• [REQUIRED WORK]
1/ In the fight preview, how much larger is the 30-foot cage than the small cage?
2/ Return the portion of the fight preview starting with "BRANDON MORENO -175" and going on through "handicap this fight.", copied word for word.

• [GIVEN PASSAGE]
---
Ngannou must find a way to cut off the cage (yes, it’s the larger cage in California this week) and press Gane backward and into the fence, where Ngannou can unleash hooks, crosses, elbows and knees from the pocket.

The 30-foot cage favors Gane as it does with all athletes requiring the control of distance, space and angles because it is 44% larger than the small cage, in which Ngannou defeated Miocic.

This fight opened Ngannou -115 to Gane + 100. Last Friday on the ‘Bout Business Podcast Gane -120 for 2 units was released. My judgment is that the price on Gane was incorrect at opening.

Gane -145

Total in this fight: 2.5 Under -125

It’s my judgment that Gane will avoid early confrontation with Ngannou and that any plan he has must include taking the champion into deep waters for success. Ngannou can touch anyone at any time and turn their lights out. I just don’t believe he’ll be able to catch Gane during this bout.

BRANDON MORENO -175 vs. DEIVESON FIGUEIREDO + 155

Flyweight (125 pounds) championship

It’s flyweight trilogy time!

Their first bout was ruled a draw and in their second bout Moreno submitted Figueiredo in the third round last June in Phoenix.

In both of those championship five-round bouts, Figueiredo struggled making weight, and it absolutely affected his performance, especially in the second fight. Figueiredo is a monster for the division who could be competing at bantam, but he insists on trying to tax his system into allowing him to make 125 pounds. Many believe Figueiredo would be an immediate threat to the top five at bantamweight, but his difficulty making 125 alters his effectiveness at flyweight.

Figueiredo’s ability to effectively make 125 is the single most determining factor in how I handicap this fight.

Figueiredo is a black belt in BJJ, he has ferocious power striking, kicking and, when able to perform at his best, is an overwhelming force in his bouts no matter where the fight goes. However, much of his ability has been eroded in those last couple of bouts by the weight cut.  

Further, Figueiredo has again swapped gyms for this trilogy. In his zeal to capture that perfect plan, he’s gone from team Alpha Male to Phoenix to train with Henry Cejudo at Fight Ready. Let’s hope they have the magic elixir to make Figueiredo’s drop to 125 manageable.
---
• [RECORDED INFORMATION]
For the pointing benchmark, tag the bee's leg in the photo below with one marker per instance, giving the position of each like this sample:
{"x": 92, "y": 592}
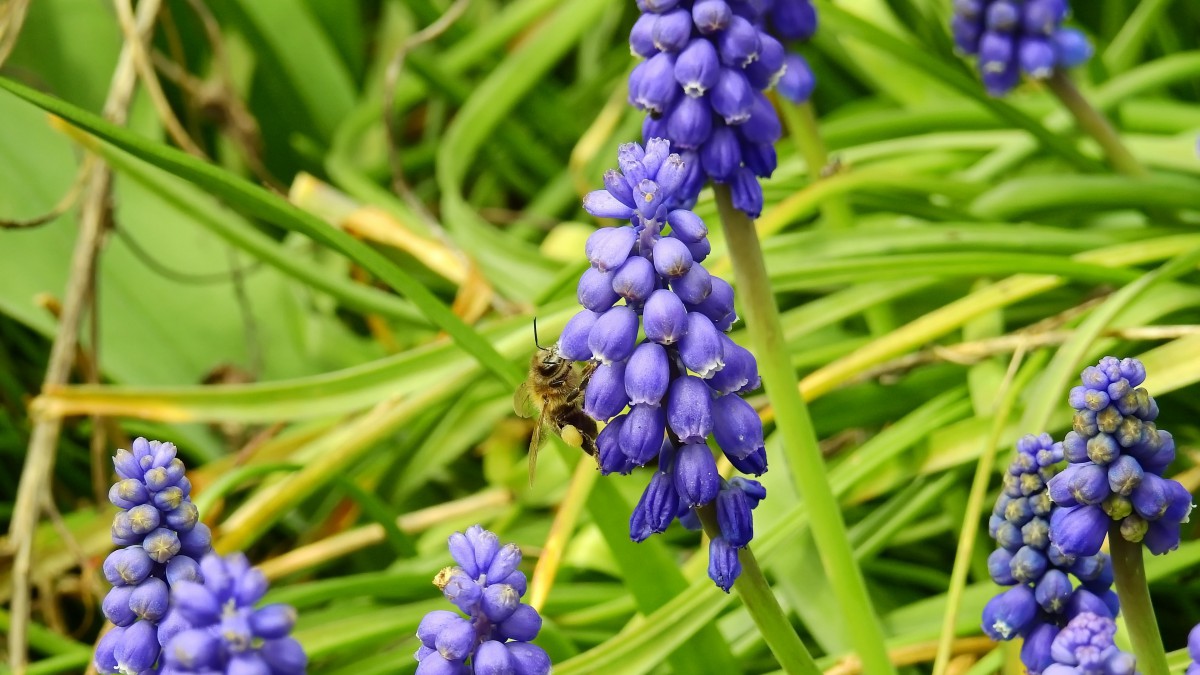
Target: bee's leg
{"x": 571, "y": 436}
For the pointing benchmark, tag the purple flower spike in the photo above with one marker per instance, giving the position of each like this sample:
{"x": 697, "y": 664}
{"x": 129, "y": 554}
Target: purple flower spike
{"x": 657, "y": 508}
{"x": 665, "y": 317}
{"x": 695, "y": 475}
{"x": 1009, "y": 613}
{"x": 573, "y": 344}
{"x": 724, "y": 566}
{"x": 613, "y": 335}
---
• [ANSWERS FOR EACH ITEM]
1/ It is 44% larger.

2/
BRANDON MORENO -175 vs. DEIVESON FIGUEIREDO + 155

Flyweight (125 pounds) championship

It’s flyweight trilogy time!

Their first bout was ruled a draw and in their second bout Moreno submitted Figueiredo in the third round last June in Phoenix.

In both of those championship five-round bouts, Figueiredo struggled making weight, and it absolutely affected his performance, especially in the second fight. Figueiredo is a monster for the division who could be competing at bantam, but he insists on trying to tax his system into allowing him to make 125 pounds. Many believe Figueiredo would be an immediate threat to the top five at bantamweight, but his difficulty making 125 alters his effectiveness at flyweight.

Figueiredo’s ability to effectively make 125 is the single most determining factor in how I handicap this fight.